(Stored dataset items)
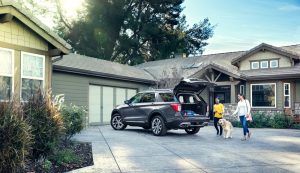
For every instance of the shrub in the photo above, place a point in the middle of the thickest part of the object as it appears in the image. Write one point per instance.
(15, 137)
(47, 125)
(74, 120)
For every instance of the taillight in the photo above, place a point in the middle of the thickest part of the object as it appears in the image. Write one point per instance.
(176, 107)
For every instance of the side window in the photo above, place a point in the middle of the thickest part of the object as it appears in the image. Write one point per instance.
(148, 97)
(136, 98)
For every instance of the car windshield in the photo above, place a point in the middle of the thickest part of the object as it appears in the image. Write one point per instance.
(167, 97)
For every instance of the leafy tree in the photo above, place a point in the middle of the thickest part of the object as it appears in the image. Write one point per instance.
(135, 31)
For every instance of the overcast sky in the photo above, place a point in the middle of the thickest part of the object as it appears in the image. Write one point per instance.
(243, 24)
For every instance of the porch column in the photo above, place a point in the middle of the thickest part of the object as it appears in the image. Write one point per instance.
(232, 93)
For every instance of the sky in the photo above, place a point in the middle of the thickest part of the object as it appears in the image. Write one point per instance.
(243, 24)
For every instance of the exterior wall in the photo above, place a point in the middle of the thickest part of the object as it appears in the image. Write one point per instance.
(76, 87)
(16, 33)
(283, 61)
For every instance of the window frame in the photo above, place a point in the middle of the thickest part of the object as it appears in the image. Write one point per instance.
(257, 64)
(32, 78)
(274, 96)
(289, 95)
(263, 61)
(12, 72)
(271, 63)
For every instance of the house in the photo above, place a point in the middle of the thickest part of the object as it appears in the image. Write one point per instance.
(97, 84)
(26, 50)
(268, 76)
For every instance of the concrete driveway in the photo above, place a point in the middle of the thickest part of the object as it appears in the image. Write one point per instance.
(137, 150)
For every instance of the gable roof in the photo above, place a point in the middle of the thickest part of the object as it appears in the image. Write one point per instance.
(80, 64)
(263, 47)
(13, 8)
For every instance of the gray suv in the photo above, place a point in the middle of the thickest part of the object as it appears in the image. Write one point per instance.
(164, 109)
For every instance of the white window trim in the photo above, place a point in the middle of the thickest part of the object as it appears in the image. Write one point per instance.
(264, 62)
(263, 84)
(274, 66)
(34, 78)
(242, 89)
(12, 73)
(289, 84)
(257, 64)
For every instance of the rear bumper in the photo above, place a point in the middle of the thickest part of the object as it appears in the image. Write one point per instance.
(188, 122)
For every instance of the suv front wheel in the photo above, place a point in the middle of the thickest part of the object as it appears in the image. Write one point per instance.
(116, 122)
(192, 130)
(158, 126)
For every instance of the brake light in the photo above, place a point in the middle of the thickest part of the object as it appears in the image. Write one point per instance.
(176, 107)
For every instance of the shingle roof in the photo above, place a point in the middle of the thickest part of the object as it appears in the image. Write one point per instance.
(191, 65)
(36, 21)
(92, 66)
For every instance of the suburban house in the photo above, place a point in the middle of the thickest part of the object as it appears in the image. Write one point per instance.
(26, 50)
(269, 77)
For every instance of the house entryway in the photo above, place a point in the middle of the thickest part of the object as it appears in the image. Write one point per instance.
(102, 100)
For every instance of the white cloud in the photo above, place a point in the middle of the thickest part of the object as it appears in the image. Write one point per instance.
(289, 8)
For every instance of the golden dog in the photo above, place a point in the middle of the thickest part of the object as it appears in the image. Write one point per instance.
(227, 127)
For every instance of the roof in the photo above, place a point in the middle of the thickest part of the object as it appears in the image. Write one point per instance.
(281, 51)
(80, 64)
(191, 66)
(19, 12)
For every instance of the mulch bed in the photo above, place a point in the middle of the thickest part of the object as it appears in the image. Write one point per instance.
(82, 150)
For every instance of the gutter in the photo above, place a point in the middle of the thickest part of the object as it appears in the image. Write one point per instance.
(100, 74)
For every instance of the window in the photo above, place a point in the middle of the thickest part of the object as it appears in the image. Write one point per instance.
(242, 89)
(167, 97)
(263, 95)
(148, 97)
(287, 95)
(255, 65)
(264, 64)
(32, 73)
(6, 74)
(274, 64)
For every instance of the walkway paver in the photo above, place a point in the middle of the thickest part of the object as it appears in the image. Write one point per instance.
(137, 150)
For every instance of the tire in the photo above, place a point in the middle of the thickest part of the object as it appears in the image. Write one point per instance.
(158, 126)
(116, 122)
(192, 131)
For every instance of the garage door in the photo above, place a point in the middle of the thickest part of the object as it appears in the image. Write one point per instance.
(102, 100)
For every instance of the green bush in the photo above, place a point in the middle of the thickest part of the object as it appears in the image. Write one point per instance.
(47, 125)
(15, 137)
(74, 120)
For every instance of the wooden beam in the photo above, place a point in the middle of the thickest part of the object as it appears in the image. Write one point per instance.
(6, 18)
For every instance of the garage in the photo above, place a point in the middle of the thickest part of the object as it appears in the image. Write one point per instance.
(102, 100)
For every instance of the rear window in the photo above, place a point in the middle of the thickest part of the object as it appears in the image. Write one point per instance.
(167, 97)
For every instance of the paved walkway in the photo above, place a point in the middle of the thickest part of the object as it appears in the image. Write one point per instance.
(137, 150)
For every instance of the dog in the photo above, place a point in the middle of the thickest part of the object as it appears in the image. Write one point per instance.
(227, 128)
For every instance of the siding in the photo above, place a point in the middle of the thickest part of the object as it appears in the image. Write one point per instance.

Set exercise → Keep every word of the data as it is when you write it out, but drop the pictures.

Result for this task →
For every instance of the shrub in the photo above, place a point in the middle of the thickest part of the object as it appears in the image. Write one point per instance.
(15, 137)
(47, 125)
(74, 120)
For every instance of the taillight in the photo above, place a point in the middle of the thickest part of the object as it appears in the image. Write one point per instance.
(176, 107)
For every instance of the side window in the photo above, place a point in the middle of the thickest part of the object as it appears in the image. Write one point per instance.
(148, 97)
(136, 98)
For every instance of the car windshield in the photo above, place a point in the middle of the thickest part of the object as it appears in the image. Write one point per instance.
(167, 97)
For every instance of the leafy tree in the photo above, place a point in the middle of the thickest part of the object as it appears in the image. Write one point per instance.
(135, 31)
For every instance of the overcast sky in the photo above, place a point in the middle of the thickest part of the object as it appears in the image. Write one point per instance.
(243, 24)
For every instance of the porch column in the photo above, place a point in the middle of the thickest part of the object as it appears in the image. Write one point per instance.
(232, 93)
For every instance of the sky in the photo above, place a point in the middle of the thickest part of the object as it appears in the image. Write one point per instance.
(243, 24)
For every instance of the exterior wall in the photo above, place a point in the middle of the thickest part of the object as it appears in the image. Write one point per instance.
(76, 87)
(16, 33)
(283, 61)
For every instance of the window frame in the photo above, place a point in the middle of the thickest part of the object as it appears in the image. Write one point per instance.
(257, 64)
(32, 78)
(274, 96)
(289, 95)
(263, 61)
(12, 72)
(271, 63)
For every instance of the house in the photo above, place a point in the middle of the thickest part of the object as it appears in the image. Write one point per instance.
(97, 84)
(26, 50)
(268, 76)
For every instance of the concrete driveway in the photo above, place a point in the middle of the thickest part of the object as it appears in the image. Write one point per instance.
(137, 150)
For every instance of the gable roof in the photo above, place a point in the middle of the thickest part of the object as it appears in the image. Write one point per instance.
(80, 64)
(263, 47)
(13, 8)
For every instance of the gray suv in the photo above, place a point in the middle of the thickest part of the object as it appears in the image. Write one point per instance.
(164, 109)
For every instance of the white window trim in the photo above, place a point in the middle of the thickest part of the object as it appears in the image. Write one point per instance.
(264, 62)
(263, 84)
(274, 66)
(34, 78)
(242, 89)
(12, 73)
(289, 84)
(257, 64)
For every instance of the rear bumper in the photo above, place a point in the middle of the thickest part of the object as it appears in the image. Write one point per instance.
(188, 122)
For every instance of the suv front wheel in the photo above, place a point in the middle of the thickest part of the object as it appears in the image. Write one point per instance.
(116, 122)
(192, 130)
(158, 126)
For every instance of the brake light in the photo above, place a point in the middle of the thickest part of the object as it appears in the image. Write one point per instance.
(176, 107)
For every instance of the shingle roof in the photo above, place a point in the middle of the thickest part of the object as it appears in the image. Write one point per instance.
(191, 65)
(36, 21)
(92, 66)
For every instance of the suburban house in the photo above, place a point in the middle of the thickest part of the object as it appears in the image. Write one point per instance.
(26, 50)
(269, 77)
For every instance of the house entryway in the photo above, place a point in the middle of the thickest part of the object as it appears in the image. Write one point per instance.
(102, 100)
For every instance of the white cloud in the photo above, place a point in the middle of the thickest part of the object as it appears in the image. Write one point per instance.
(289, 8)
For every instance of the golden dog in the photo above, place a point in the middle of the thickest part of the object as it appears in the image. Write one point per instance.
(227, 127)
For every instance of the roof in the photo above, place a point in the middle of the thickest part of the object as it appears in the image. Write one point per instance.
(281, 51)
(80, 64)
(191, 66)
(19, 12)
For every instance of the mulch bed in the photo above, place a point in the middle of the thickest part of the object as it appears in the image. Write one point per instance.
(82, 150)
For every instance of the gutter in the photo above, place a point in the middle of the thickest part of the object as it appears in the image. Write one point per instance.
(100, 74)
For every instance of the window in the photo above, place a point in the middle of the thickest part of the object as it appears in the image. Write one point per instance.
(242, 89)
(167, 97)
(263, 95)
(148, 97)
(287, 95)
(255, 65)
(264, 64)
(32, 73)
(6, 74)
(274, 64)
For every instance of the walkway paver in the photo above, place a point in the middle of the thickest part of the object as it appears in the image. Write one point per instance.
(137, 150)
For every instance of the tire in the photo above, place a point in the middle of the thickest part of the object as it appears in the image. Write one point per instance.
(158, 126)
(116, 122)
(192, 131)
For every instance of the garage door in the photo above, place a point in the middle of the thickest part of the object as it appears in the image. Write one point per instance.
(102, 100)
For every instance of the green bush in the photo above, place a point in the middle of the thickest part of the object as it appears in the image. Write one point per instance.
(47, 125)
(15, 137)
(74, 120)
For every instance of the wooden beam in the photo above, place a point in the middle of the thickest part of the object as it appears in the image. Write one point per instance.
(6, 18)
For every instance of the garage in the photo above, place a point in the middle of the thickest part of the object as it appears in the image. Write one point per instance.
(102, 100)
For every instance of the rear window in the photo above, place a point in the middle of the thickest part of the object as it appears in the image. Write one point per instance.
(167, 97)
For every instance of the paved walkway in the photo above, place a point in the middle of the thickest part of the object as it appears in the image. Write one point per instance.
(137, 150)
For every instance of the dog in the photo above, place a point in the middle of the thickest part of the object as it appears in the image. Write one point per instance.
(227, 128)
For every instance of the siding in the photo above, place a point in the middle of the thickest part of the object as it appears in the image. Write one point per instance.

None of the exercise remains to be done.